» Stored data entries
◆ ◆ ◆ ◆ ◆ ◆ ◆
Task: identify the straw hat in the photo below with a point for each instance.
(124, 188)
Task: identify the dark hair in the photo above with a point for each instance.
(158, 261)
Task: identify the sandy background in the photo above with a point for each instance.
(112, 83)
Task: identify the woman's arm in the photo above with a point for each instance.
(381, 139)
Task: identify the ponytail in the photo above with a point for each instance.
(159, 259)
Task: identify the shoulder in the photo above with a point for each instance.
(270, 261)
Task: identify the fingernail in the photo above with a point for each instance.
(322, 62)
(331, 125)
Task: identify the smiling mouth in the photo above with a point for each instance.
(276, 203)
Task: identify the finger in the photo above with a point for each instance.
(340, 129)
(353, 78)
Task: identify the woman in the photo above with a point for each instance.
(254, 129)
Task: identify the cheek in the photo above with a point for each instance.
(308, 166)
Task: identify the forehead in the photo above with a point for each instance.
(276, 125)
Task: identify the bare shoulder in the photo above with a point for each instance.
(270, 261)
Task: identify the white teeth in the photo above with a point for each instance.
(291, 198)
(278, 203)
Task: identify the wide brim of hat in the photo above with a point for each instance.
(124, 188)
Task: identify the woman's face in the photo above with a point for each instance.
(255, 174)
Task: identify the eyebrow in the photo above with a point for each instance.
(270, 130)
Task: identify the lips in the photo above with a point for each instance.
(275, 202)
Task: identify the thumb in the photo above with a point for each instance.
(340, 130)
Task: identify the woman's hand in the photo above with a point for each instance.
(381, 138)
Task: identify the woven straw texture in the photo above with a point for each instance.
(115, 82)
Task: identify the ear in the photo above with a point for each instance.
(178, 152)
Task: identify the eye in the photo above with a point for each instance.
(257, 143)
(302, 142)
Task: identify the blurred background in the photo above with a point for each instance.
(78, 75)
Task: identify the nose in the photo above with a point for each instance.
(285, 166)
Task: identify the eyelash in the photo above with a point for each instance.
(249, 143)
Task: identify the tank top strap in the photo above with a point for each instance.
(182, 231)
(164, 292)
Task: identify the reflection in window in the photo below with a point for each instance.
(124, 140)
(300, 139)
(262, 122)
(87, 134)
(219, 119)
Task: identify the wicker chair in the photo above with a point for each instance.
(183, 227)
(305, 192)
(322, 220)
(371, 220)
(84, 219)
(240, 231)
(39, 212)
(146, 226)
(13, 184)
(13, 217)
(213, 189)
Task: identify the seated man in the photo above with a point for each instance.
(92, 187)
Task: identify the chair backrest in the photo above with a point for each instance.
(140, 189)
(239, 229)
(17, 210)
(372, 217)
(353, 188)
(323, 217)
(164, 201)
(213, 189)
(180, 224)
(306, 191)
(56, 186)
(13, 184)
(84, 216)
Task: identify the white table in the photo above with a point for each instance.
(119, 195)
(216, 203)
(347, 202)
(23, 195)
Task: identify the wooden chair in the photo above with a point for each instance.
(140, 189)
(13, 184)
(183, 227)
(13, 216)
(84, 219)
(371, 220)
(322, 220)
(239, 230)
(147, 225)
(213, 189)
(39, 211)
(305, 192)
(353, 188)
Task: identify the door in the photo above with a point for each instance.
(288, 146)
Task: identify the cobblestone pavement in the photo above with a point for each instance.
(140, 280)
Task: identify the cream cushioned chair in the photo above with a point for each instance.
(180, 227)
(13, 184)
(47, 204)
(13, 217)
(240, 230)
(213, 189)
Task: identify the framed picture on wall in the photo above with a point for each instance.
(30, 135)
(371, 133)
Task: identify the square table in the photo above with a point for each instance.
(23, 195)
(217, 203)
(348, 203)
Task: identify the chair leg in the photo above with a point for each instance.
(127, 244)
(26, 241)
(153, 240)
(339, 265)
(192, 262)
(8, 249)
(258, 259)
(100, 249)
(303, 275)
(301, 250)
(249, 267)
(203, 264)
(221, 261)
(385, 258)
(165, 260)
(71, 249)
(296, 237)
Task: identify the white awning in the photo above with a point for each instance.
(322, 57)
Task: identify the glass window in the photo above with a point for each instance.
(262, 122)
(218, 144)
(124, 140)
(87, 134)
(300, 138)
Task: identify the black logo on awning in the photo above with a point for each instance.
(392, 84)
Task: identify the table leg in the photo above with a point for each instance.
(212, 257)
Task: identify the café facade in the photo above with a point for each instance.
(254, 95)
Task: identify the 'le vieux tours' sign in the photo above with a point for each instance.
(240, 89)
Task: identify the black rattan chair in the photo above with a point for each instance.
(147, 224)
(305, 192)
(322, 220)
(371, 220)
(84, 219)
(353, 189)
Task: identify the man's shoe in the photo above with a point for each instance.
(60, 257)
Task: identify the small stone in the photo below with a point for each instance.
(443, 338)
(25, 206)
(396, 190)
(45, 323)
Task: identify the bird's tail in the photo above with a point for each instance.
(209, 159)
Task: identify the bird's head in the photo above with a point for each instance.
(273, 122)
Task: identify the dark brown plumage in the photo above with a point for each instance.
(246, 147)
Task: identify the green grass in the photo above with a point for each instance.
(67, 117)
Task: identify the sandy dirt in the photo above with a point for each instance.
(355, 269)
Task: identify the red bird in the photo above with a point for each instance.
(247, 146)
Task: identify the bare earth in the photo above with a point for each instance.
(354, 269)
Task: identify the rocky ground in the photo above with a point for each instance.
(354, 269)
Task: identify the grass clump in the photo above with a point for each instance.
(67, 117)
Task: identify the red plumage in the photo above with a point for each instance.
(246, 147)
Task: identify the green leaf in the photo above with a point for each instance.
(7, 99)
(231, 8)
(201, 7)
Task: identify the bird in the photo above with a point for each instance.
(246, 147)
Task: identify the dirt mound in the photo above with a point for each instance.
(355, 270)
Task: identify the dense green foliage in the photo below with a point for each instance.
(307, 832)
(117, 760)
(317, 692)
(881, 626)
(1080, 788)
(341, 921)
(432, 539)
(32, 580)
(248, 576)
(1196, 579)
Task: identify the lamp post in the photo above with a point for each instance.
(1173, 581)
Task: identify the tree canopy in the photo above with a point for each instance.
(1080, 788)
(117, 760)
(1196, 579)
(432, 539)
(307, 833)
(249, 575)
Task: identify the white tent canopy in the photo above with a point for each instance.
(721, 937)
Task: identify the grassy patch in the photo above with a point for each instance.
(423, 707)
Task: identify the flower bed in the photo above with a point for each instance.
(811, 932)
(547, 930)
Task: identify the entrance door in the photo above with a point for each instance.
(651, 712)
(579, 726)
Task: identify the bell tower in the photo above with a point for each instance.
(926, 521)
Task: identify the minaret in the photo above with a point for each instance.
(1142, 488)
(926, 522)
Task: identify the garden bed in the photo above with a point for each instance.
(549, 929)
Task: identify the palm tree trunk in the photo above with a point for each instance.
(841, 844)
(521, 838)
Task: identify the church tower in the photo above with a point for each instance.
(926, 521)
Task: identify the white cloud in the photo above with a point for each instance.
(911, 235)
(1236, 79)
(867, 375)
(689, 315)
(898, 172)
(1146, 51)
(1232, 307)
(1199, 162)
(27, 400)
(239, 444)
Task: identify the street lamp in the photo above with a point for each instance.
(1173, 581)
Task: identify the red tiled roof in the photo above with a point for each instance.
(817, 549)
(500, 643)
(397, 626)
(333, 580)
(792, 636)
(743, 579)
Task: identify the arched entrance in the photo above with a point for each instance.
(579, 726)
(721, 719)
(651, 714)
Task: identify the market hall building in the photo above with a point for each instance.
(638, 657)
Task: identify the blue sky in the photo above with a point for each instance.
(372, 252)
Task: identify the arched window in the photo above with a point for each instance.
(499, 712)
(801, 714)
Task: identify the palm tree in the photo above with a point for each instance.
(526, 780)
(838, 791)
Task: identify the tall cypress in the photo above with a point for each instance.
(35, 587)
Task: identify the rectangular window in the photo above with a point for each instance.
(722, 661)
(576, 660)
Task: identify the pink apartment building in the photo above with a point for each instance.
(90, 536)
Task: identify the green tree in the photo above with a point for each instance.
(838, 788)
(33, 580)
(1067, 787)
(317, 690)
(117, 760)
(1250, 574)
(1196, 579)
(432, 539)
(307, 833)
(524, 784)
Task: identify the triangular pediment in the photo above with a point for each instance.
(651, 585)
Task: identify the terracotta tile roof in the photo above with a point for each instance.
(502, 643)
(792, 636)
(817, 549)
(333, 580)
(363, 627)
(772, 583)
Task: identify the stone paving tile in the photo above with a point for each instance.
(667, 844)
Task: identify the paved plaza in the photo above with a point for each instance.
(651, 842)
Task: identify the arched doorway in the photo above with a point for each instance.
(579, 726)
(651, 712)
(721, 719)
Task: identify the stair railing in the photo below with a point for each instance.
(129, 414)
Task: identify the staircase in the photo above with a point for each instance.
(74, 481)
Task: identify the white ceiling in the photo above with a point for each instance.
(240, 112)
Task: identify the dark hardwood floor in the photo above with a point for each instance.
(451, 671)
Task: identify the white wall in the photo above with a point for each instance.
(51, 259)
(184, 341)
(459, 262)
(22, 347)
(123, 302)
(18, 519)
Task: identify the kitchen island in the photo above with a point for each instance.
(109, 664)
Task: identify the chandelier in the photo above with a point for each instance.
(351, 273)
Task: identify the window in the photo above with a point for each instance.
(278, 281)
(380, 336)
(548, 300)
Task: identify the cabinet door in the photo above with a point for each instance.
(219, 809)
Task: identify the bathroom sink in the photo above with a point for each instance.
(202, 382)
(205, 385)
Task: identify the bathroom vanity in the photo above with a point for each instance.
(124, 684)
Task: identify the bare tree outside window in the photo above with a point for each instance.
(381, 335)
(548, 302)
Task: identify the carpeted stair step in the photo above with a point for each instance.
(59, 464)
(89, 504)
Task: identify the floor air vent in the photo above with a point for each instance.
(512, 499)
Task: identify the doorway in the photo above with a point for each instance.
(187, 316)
◆ ◆ ◆ ◆ ◆ ◆ ◆
» Task to carry out
Emit verbatim the lines running from the one with "Task: identify the dark hardwood" through the last line of the data, both endpoints inclusive.

» Problem solution
Task: identify the dark hardwood floor in the photo above with a point for each instance.
(451, 671)
Task: identify the white wall in the photo above with a point for each instance.
(51, 259)
(184, 341)
(459, 262)
(22, 347)
(123, 302)
(18, 519)
Task: identify the kitchen island in the photo above with a point for each instance.
(109, 664)
Task: identify the chandelier in the photo above with a point for each instance.
(351, 273)
Task: identify the window in the photo above with a point for each instance.
(278, 281)
(380, 336)
(548, 300)
Task: identify the cabinet door in the photo above with a point for each instance.
(219, 809)
Task: identify the bathroom sink in the photo above with a point for each instance.
(202, 382)
(205, 385)
Task: identify the bathroom vanity in the photo above with a point for each instance.
(124, 684)
Task: identify the bare tree outside window in the photo above with a point for each instance.
(381, 335)
(548, 302)
Task: identify the carpeted stair step in the photo above with a point for each instance.
(59, 464)
(89, 504)
Task: identify the floor air vent in the photo above with a point for each instance.
(512, 499)
Task: identify the doorway in the photo above with a point for each instance.
(187, 316)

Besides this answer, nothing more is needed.